Recast the records below as a numbered list, omitting blank lines. Leave the pictures out of the output.

[Pointing entries for named objects]
=====
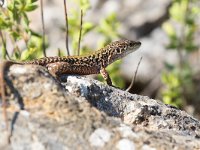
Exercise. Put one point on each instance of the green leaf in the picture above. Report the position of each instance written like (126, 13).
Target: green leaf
(30, 7)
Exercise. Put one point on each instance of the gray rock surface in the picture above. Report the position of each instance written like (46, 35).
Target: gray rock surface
(83, 113)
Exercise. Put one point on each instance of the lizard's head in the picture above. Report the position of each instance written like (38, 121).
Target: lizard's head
(122, 48)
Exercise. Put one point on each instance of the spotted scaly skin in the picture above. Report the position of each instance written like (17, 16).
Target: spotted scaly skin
(94, 63)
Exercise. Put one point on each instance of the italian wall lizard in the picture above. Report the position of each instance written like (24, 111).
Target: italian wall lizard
(93, 63)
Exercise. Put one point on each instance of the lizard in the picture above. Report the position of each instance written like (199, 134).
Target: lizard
(93, 63)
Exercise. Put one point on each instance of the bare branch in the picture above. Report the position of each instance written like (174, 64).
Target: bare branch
(2, 68)
(43, 29)
(67, 28)
(134, 78)
(80, 33)
(4, 44)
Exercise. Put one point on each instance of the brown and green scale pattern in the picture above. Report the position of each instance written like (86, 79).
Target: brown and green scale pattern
(87, 64)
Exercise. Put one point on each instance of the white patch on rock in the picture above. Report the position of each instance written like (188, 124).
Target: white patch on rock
(99, 137)
(126, 131)
(125, 144)
(147, 147)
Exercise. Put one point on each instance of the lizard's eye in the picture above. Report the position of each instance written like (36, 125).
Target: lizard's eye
(131, 44)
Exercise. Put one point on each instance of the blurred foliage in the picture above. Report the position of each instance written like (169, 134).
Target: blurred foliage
(14, 24)
(107, 28)
(181, 29)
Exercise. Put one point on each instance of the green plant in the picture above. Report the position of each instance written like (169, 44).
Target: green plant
(181, 29)
(14, 23)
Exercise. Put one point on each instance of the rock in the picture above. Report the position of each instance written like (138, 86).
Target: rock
(82, 113)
=====
### Reply to the exercise
1. Exercise. Put one point on each instance of the green leaf in the picture above. Report the position of each instance written like (126, 13).
2. Target: green leaf
3. (30, 7)
4. Exercise. Put one point on each instance of the gray rock surface in the picture above. Report the position of each instance written like (46, 35).
5. Target: gray rock surface
6. (83, 113)
7. Exercise. Put one point on each instance of the lizard's head in the picture above. Report the position of each instance written like (38, 121).
8. Target: lizard's head
9. (122, 48)
10. Exercise. Put one point on each instance of the spotted scaly skin in the picture above. Report the position of each instance written like (17, 16).
11. Target: spotted scaly skin
12. (94, 63)
13. Exercise. Put one point on each instance of the italian wall lizard in the picture above. Report the position of each instance written like (24, 111).
14. Target: italian wall lizard
15. (93, 63)
16. Exercise. Put one point on each instance of the lizard in the picture above. Report the position of each instance written like (199, 134).
17. Target: lizard
18. (93, 63)
19. Exercise. Put one point on each instance of the bare branch in the picture above. Report the position of each instance written like (174, 64).
20. Target: bare branch
21. (2, 68)
22. (43, 29)
23. (67, 28)
24. (134, 78)
25. (80, 33)
26. (4, 44)
27. Exercise. Put one point on each instance of the brown and green scale pattern in the picture above. Report the position of each instance written like (86, 79).
28. Target: brown and green scale pattern
29. (87, 64)
30. Exercise. Put one point on each instance of the white patch on rock in the picture above. Report the position of each instance written like (188, 124).
31. Target: white patch on rock
32. (99, 137)
33. (126, 131)
34. (125, 144)
35. (147, 147)
36. Exercise. Put one point on each instance of the lizard's eye in the picture above. Report the position of each instance written like (36, 125).
37. Target: lizard's eye
38. (131, 44)
39. Exercise. Put one point on each instance of the blurred foliage in the picture above. Report the position of each instance written like (169, 134).
40. Target: blurred foliage
41. (14, 24)
42. (107, 28)
43. (181, 29)
44. Exercise. Put one point on each instance of the green plant in the picture above. Report the position of each instance written like (169, 44).
45. Target: green plant
46. (181, 29)
47. (14, 23)
48. Exercise. Put one point on each instance of the rock in the picture above. Report the position of each instance written like (138, 86).
49. Target: rock
50. (82, 113)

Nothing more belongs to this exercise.